**Task brief**: Work through the records that follow and return each line containing the word "coordinates".
[Data excerpts Boundary: Start]
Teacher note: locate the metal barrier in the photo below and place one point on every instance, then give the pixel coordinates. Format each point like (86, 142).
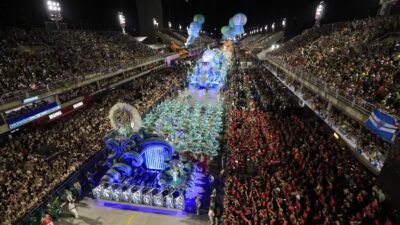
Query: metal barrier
(356, 102)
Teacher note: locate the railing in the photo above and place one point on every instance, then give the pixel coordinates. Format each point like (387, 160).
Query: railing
(361, 105)
(20, 94)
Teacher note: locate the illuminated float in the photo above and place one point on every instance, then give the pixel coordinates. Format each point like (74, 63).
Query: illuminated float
(142, 170)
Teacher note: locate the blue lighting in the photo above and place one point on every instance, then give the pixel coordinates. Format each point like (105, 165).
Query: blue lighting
(163, 211)
(154, 157)
(154, 153)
[Data excerpts Boundary: End]
**Answer to this problem**:
Teacher note: locate the metal barrier in the photo below and place one point on every instance, then give the pixel coordinates. Format each point like (86, 142).
Teacher note: locate the railing in the photo above and place one point on every instance, then give the pixel coordinates. Format each point like (387, 160).
Teacher note: locate the illuminated float in the photo above and place one point on every instance, then give the pixel coordinates. Format each point like (74, 63).
Teacher note: locate the blue lighting in the photo above and place one point on every instance, then give the pixel coordinates. Format each point like (105, 165).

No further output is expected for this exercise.